▶ _Exercise details_:
Format every line of the data below as a Markdown table with the columns No. and Text, numbering the rows and leaving out blank lines and the pictures.

(Image location labeling entries)
--- Start ---
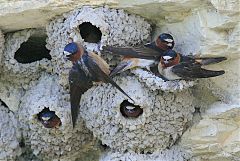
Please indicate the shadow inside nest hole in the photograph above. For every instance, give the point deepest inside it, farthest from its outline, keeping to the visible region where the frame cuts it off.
(129, 110)
(90, 33)
(33, 49)
(48, 118)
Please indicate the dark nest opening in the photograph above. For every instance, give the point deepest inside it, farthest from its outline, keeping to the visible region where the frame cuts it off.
(90, 33)
(33, 50)
(130, 110)
(48, 118)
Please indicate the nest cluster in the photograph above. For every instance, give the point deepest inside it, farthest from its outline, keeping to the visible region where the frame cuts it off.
(43, 83)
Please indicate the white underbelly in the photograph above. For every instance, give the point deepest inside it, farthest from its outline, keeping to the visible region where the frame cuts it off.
(167, 73)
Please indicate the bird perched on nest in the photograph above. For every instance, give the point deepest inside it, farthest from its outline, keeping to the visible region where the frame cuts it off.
(87, 68)
(173, 66)
(141, 56)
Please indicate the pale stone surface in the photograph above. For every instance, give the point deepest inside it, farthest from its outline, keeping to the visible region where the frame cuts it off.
(10, 134)
(217, 136)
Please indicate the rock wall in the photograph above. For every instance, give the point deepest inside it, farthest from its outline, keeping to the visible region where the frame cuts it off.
(179, 120)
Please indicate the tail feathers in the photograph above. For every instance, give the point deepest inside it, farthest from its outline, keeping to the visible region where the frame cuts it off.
(207, 73)
(209, 60)
(111, 50)
(120, 68)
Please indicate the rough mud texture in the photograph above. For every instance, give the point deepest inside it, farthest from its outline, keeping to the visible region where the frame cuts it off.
(161, 124)
(10, 94)
(175, 153)
(204, 28)
(19, 73)
(154, 82)
(56, 143)
(116, 26)
(10, 134)
(2, 40)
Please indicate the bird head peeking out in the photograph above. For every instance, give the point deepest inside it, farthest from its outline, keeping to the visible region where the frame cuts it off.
(170, 58)
(73, 51)
(165, 41)
(48, 118)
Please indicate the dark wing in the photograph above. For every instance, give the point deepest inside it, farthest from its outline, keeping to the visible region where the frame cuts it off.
(96, 71)
(79, 83)
(209, 60)
(194, 70)
(142, 52)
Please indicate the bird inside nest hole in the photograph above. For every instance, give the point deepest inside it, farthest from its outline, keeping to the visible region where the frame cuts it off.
(90, 33)
(48, 118)
(130, 110)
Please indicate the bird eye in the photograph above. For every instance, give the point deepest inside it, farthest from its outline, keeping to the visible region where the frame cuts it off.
(48, 118)
(130, 110)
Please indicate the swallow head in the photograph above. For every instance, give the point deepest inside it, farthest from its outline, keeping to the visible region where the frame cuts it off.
(170, 58)
(165, 41)
(49, 119)
(73, 51)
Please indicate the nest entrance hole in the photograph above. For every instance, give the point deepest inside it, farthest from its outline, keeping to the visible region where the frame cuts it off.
(33, 49)
(48, 118)
(90, 33)
(130, 110)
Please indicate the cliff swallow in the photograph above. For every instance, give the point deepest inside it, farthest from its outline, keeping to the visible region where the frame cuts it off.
(141, 56)
(87, 68)
(174, 66)
(48, 118)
--- End ---
▶ _Complete answer_:
| No. | Text |
|---|---|
| 1 | Please indicate the shadow inside nest hole in the photograph above. For every instance, give the point deepest inside it, farthest from its outline, keeping to the visible region where the frame cuts it off. |
| 2 | (129, 110) |
| 3 | (90, 33) |
| 4 | (33, 49) |
| 5 | (48, 118) |
| 6 | Please indicate the dark nest opening in the photograph above. For every instance, give the point deepest inside it, farthest from its outline, keeping to the visible region where the frame cuts it off. |
| 7 | (90, 33) |
| 8 | (33, 50) |
| 9 | (130, 110) |
| 10 | (48, 118) |
| 11 | Please indicate the nest cluster in the photograph above. For every instance, give the point deepest inside it, farthest from its outline, keeping to the visible region where the frame cuts it off. |
| 12 | (43, 83) |
| 13 | Please indicate the white underbelly in the photograph above. For every instance, give the point deepest inside it, farthest from its outline, keeping to the visible region where the frame cuts it off. |
| 14 | (167, 73) |
| 15 | Please indicate the bird perched on nest in the photograph above. For every instance, give the point deepest inside it, farthest from its outline, keeping to the visible region where the frame cuts it off. |
| 16 | (87, 68) |
| 17 | (173, 66) |
| 18 | (141, 56) |
| 19 | Please indicate the pale stone surface in the photograph above. For every instance, give the point deepest inside it, farthest from its outline, keeping to the visible region where the frame cuts it off. |
| 20 | (10, 134) |
| 21 | (217, 136) |
| 22 | Please indicate the rock wall in the photograph above. For every instance, give the point deepest inside it, farthest from its outline, keeping to the visible region where the frame cuts it off. |
| 23 | (179, 120) |
| 24 | Please indicate the tail feathers in the photograph above. For every instance, give the point deepest inside it, farthest from its outline, keeping to the visible region where the frame cuts it off. |
| 25 | (207, 73) |
| 26 | (209, 60) |
| 27 | (111, 50) |
| 28 | (120, 68) |
| 29 | Please indicate the rough mud texture in the photograph above. For every instance, give the point deepest inside it, farthest from its outline, keeping to the visible region where the frame cuts it off. |
| 30 | (161, 124) |
| 31 | (10, 94) |
| 32 | (175, 153) |
| 33 | (204, 28) |
| 34 | (19, 73) |
| 35 | (154, 82) |
| 36 | (56, 143) |
| 37 | (116, 26) |
| 38 | (10, 134) |
| 39 | (2, 40) |
| 40 | Please indicate the bird head peeking out in the photograph above. For every instance, give the point deepest inside it, farthest from its outline, keeping to the visible region where the frame cuts it off. |
| 41 | (170, 58) |
| 42 | (73, 51) |
| 43 | (165, 41) |
| 44 | (48, 118) |
| 45 | Please indicate the dark wing in the photograph above. For every instance, give the point deepest inside it, farthest from its outline, keeping to the visible region where the frame cuts it off. |
| 46 | (96, 71) |
| 47 | (79, 83) |
| 48 | (209, 60) |
| 49 | (194, 70) |
| 50 | (142, 52) |
| 51 | Please indicate the bird inside nest hole in the photograph above. For every instance, give the point deepest inside it, farthest from its outline, keeping to the visible region where the frame cuts it off. |
| 52 | (90, 33) |
| 53 | (48, 118) |
| 54 | (130, 110) |
| 55 | Please indicate the bird eye in the photograph above. For every instance, give the point deepest inside it, farthest from its outline, keeping to the visible region where the frame cuts it off. |
| 56 | (48, 118) |
| 57 | (130, 110) |
| 58 | Please indicate the swallow head in the photograph above. For every instance, give the point deepest inside it, farthest from its outline, keeping to the visible region where the frame cuts it off. |
| 59 | (170, 58) |
| 60 | (165, 41) |
| 61 | (49, 119) |
| 62 | (73, 51) |
| 63 | Please indicate the nest entrance hole in the photograph above. For every instance, give the point deepest inside it, farthest from its outline, keeping to the visible region where the frame cuts it off. |
| 64 | (33, 49) |
| 65 | (48, 118) |
| 66 | (90, 33) |
| 67 | (130, 110) |
| 68 | Please indicate the cliff swallow in the photograph above. For every instance, give the point deepest inside it, farthest from its outline, keeping to the visible region where the frame cuts it off. |
| 69 | (141, 56) |
| 70 | (87, 68) |
| 71 | (174, 66) |
| 72 | (48, 118) |